■ **Selection**

Computer Vision & ML Researcher

I am a Postdoctoral Researcher in the Explainable Machine Learning group at TU Munich and Helmholtz Munich, led by Prof. Zeynep Akata.

I received my PhD (Magna Cum Laude) from the Computer Vision Group at the University of Freiburg, under the supervision of Prof. Thomas Brox. Previous website.

Research Interests

My research focuses on building and evaluating multimodal AI systems that bridge vision and language. I am particularly interested in how vision-language models understand and represent visual content — from open-vocabulary recognition and attribute detection, to human-aligned evaluation of generative models, to inference-time analysis of multimodal large language models.

Current topics include:

Inference-time analysis of MLLMs: How cross-image attention shapes multi-image reasoning, and whether it can be routed at inference time to improve performance.

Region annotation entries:
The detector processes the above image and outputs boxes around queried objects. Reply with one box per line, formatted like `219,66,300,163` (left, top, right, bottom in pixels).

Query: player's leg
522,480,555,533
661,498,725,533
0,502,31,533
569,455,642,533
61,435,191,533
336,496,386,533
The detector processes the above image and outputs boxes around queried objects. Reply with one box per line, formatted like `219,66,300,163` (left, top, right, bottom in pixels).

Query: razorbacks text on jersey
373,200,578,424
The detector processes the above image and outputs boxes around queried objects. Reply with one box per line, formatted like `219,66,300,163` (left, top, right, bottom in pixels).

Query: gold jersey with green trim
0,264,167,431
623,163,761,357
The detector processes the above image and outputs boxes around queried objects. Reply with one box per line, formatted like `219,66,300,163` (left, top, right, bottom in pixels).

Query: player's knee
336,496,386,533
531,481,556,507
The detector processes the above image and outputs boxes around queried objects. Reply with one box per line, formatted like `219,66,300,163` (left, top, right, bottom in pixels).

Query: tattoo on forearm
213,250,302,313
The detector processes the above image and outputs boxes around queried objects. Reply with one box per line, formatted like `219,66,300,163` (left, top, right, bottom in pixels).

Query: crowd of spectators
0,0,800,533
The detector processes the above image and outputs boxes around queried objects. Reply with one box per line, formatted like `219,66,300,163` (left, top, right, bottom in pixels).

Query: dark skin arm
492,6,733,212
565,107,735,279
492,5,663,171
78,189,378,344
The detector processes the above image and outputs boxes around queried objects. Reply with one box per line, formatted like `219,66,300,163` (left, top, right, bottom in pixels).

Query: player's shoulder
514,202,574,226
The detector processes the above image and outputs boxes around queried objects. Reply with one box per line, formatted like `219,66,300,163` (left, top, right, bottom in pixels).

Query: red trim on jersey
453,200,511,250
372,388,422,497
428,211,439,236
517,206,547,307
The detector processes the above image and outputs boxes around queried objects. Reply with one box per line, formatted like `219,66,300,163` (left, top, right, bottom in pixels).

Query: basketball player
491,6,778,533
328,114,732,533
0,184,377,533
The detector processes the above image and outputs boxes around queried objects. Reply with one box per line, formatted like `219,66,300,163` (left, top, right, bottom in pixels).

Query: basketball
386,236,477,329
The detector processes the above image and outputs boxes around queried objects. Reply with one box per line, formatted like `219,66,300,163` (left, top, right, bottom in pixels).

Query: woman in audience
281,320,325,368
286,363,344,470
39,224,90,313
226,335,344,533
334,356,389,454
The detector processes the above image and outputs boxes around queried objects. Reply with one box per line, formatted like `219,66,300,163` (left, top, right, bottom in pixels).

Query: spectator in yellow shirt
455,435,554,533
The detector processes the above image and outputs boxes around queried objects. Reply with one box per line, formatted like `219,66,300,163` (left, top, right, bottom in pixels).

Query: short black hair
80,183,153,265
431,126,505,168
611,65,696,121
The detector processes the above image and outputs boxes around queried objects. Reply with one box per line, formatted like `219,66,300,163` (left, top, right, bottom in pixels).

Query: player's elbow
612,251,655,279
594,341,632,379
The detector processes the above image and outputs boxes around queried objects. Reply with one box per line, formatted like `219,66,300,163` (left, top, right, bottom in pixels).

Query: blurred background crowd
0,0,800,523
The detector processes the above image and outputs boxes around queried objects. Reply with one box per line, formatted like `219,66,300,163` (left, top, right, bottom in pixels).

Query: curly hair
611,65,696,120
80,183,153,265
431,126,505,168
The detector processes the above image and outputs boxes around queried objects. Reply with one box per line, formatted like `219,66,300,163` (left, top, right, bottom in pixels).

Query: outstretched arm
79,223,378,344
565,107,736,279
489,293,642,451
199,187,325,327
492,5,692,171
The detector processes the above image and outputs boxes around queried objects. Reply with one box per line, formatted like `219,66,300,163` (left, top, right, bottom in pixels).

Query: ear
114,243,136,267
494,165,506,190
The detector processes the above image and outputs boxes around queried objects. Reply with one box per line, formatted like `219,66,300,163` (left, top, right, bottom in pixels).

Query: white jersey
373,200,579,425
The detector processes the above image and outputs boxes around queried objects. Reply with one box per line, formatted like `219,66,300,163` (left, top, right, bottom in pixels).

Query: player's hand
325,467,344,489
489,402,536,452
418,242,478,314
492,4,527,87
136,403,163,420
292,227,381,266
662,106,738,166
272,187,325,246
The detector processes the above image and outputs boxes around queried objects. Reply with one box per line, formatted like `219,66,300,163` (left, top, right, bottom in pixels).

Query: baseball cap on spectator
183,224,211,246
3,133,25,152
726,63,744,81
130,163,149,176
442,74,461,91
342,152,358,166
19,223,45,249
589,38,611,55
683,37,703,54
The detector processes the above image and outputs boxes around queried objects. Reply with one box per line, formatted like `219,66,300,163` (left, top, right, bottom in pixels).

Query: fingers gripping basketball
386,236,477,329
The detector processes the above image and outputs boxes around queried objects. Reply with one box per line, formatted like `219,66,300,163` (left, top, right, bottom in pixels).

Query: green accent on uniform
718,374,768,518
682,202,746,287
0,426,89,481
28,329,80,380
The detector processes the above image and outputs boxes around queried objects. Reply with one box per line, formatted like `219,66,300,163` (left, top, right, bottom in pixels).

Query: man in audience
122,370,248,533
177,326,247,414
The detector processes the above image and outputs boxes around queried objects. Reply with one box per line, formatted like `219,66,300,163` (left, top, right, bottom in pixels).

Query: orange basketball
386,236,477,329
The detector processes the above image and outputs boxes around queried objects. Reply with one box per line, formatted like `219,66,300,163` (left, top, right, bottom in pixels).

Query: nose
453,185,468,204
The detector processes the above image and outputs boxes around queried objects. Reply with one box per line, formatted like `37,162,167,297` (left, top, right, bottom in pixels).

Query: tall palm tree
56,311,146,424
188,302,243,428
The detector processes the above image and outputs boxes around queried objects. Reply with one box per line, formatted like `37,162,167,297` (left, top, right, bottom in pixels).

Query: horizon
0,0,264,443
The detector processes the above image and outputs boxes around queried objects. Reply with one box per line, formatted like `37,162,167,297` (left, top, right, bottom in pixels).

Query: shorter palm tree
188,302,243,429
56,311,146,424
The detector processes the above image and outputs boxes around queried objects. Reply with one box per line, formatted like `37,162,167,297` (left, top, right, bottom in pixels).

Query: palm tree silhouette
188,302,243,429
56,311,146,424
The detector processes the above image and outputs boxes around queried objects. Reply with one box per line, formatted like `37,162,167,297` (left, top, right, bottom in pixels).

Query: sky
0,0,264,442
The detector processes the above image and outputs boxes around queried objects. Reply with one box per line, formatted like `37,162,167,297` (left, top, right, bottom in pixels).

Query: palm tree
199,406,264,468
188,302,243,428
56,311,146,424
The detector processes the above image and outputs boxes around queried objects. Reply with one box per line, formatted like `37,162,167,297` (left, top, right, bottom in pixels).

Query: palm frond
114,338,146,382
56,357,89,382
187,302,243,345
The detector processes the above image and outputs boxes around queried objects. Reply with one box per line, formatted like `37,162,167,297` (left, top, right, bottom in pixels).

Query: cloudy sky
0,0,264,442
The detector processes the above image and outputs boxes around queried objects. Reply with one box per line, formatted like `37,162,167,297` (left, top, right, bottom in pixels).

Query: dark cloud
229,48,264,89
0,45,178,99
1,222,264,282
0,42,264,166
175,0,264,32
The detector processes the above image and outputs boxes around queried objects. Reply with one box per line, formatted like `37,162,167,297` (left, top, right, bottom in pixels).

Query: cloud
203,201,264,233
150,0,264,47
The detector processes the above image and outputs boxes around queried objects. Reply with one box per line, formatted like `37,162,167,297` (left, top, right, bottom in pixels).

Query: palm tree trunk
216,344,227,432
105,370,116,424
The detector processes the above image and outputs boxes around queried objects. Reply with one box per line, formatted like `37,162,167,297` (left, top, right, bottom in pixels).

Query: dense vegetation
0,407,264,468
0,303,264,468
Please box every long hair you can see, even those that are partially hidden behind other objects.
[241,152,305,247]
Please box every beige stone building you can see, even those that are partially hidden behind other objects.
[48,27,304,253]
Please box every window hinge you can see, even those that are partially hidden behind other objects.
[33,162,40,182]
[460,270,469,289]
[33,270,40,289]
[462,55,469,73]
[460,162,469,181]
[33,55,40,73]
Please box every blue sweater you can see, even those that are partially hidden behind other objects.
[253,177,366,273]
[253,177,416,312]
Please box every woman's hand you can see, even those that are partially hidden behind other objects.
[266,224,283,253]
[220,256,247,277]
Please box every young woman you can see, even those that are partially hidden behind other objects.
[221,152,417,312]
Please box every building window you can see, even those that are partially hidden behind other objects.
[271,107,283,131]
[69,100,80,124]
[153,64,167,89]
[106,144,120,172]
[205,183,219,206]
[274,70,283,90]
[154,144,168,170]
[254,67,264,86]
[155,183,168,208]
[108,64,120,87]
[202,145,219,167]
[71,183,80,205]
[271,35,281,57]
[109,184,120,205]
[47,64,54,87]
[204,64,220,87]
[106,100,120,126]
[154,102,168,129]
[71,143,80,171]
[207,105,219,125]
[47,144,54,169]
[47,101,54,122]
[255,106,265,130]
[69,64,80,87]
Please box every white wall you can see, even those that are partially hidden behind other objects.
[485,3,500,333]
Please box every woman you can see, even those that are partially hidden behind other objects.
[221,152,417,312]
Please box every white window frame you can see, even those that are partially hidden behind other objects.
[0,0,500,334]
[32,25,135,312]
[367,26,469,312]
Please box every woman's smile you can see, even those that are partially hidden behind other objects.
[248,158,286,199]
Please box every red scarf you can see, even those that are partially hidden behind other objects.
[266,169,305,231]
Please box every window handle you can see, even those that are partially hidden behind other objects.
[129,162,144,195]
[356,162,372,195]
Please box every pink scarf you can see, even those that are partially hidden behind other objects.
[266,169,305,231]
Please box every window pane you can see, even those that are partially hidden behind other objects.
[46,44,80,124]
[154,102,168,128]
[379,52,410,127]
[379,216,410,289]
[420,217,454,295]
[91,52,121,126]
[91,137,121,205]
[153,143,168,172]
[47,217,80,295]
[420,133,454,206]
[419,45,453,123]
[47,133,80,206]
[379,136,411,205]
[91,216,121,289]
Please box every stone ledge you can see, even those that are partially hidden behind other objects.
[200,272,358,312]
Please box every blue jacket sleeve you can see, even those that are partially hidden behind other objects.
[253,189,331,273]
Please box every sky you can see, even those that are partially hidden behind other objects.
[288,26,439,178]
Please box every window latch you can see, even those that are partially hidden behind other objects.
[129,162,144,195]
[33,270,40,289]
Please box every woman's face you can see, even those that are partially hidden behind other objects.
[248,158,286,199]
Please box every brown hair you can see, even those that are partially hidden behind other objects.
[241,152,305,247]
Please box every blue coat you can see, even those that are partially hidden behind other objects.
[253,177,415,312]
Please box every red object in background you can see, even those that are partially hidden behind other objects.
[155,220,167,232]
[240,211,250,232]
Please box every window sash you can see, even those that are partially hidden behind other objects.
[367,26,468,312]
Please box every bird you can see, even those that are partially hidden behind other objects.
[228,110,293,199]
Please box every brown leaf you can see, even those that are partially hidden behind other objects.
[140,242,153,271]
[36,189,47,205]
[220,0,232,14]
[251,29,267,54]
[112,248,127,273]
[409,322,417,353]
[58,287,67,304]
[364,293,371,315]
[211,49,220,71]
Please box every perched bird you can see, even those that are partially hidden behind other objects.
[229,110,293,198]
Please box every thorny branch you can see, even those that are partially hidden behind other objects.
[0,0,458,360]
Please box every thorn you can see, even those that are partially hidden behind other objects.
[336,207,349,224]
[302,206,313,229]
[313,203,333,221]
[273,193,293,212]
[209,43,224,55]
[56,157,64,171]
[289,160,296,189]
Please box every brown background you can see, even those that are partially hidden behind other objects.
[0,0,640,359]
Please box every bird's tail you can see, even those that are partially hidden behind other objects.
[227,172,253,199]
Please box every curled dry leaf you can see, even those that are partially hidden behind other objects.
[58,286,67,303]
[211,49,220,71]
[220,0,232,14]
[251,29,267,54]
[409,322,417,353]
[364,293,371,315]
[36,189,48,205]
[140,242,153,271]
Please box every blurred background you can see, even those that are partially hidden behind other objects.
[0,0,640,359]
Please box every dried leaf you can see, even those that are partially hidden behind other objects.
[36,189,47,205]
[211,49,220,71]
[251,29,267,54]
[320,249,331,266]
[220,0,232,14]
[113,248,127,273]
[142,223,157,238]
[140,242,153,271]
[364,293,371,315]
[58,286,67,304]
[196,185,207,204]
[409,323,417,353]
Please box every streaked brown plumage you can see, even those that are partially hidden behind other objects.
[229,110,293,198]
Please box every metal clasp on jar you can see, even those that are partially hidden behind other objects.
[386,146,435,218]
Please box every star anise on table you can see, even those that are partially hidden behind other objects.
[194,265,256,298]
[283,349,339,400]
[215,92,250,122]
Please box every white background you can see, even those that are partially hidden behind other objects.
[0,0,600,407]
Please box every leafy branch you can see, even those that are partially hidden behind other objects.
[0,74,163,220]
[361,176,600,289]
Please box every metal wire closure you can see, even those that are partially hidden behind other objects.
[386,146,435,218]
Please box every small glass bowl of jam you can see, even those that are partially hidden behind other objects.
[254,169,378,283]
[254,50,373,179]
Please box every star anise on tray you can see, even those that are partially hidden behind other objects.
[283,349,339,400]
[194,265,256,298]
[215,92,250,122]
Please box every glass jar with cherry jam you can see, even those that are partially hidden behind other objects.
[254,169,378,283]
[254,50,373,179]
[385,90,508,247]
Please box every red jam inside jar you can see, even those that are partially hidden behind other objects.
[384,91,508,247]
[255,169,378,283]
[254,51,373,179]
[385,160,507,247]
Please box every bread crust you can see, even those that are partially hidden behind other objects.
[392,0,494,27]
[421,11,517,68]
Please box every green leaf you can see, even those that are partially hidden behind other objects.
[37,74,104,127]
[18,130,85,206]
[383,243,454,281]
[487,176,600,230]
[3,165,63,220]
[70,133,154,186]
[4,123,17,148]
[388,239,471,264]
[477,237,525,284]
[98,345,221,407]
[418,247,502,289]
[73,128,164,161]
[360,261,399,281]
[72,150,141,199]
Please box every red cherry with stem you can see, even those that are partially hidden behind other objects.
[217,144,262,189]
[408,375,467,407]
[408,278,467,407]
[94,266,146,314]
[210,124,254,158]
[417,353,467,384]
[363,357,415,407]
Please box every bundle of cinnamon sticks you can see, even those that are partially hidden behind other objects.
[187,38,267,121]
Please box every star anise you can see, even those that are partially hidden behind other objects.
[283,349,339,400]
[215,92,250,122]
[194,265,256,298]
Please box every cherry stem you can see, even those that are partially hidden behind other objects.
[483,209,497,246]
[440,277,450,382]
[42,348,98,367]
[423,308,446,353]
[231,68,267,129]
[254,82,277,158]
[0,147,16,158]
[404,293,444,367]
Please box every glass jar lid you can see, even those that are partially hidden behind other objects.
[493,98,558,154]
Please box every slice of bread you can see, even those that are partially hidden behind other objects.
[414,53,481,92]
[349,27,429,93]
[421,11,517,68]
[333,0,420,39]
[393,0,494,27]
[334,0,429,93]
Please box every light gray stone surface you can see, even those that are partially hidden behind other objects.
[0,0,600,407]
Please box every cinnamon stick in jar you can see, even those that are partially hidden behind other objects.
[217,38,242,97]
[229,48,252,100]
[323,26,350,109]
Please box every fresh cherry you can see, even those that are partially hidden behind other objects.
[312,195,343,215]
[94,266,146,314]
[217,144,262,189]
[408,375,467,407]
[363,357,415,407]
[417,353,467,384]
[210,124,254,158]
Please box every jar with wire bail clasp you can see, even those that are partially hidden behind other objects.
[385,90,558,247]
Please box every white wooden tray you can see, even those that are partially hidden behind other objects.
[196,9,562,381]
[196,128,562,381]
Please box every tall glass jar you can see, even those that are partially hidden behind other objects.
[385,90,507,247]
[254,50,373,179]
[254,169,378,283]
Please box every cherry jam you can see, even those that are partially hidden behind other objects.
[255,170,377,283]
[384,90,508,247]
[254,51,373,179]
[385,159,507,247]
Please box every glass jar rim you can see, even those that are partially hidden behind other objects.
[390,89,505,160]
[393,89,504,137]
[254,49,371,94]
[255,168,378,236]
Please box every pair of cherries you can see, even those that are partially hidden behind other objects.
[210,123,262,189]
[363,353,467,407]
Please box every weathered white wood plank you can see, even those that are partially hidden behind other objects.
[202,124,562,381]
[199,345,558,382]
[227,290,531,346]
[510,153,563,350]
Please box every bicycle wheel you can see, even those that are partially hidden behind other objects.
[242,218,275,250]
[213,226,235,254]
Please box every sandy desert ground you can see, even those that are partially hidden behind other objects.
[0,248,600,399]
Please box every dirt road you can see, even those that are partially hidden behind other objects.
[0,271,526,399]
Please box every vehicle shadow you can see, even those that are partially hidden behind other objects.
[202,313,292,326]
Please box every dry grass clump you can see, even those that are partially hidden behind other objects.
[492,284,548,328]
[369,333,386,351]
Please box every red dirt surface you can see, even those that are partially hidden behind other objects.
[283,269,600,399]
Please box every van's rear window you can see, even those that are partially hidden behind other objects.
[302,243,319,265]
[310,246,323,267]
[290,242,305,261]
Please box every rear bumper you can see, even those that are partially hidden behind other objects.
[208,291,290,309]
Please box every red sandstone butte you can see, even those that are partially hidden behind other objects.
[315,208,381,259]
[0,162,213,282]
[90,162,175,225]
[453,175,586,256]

■ **What you will do**
1) Under whose supervision was the PhD in the research profile completed?
2) Switch "evaluating" to "testing" and give the research profile again from "My research focuses" up to and including "large language models.".

■ **Answers to the exercise**
1) Prof. Thomas Brox.

2)
My research focuses on building and testing multimodal AI systems that bridge vision and language. I am particularly interested in how vision-language models understand and represent visual content — from open-vocabulary recognition and attribute detection, to human-aligned evaluation of generative models, to inference-time analysis of multimodal large language models.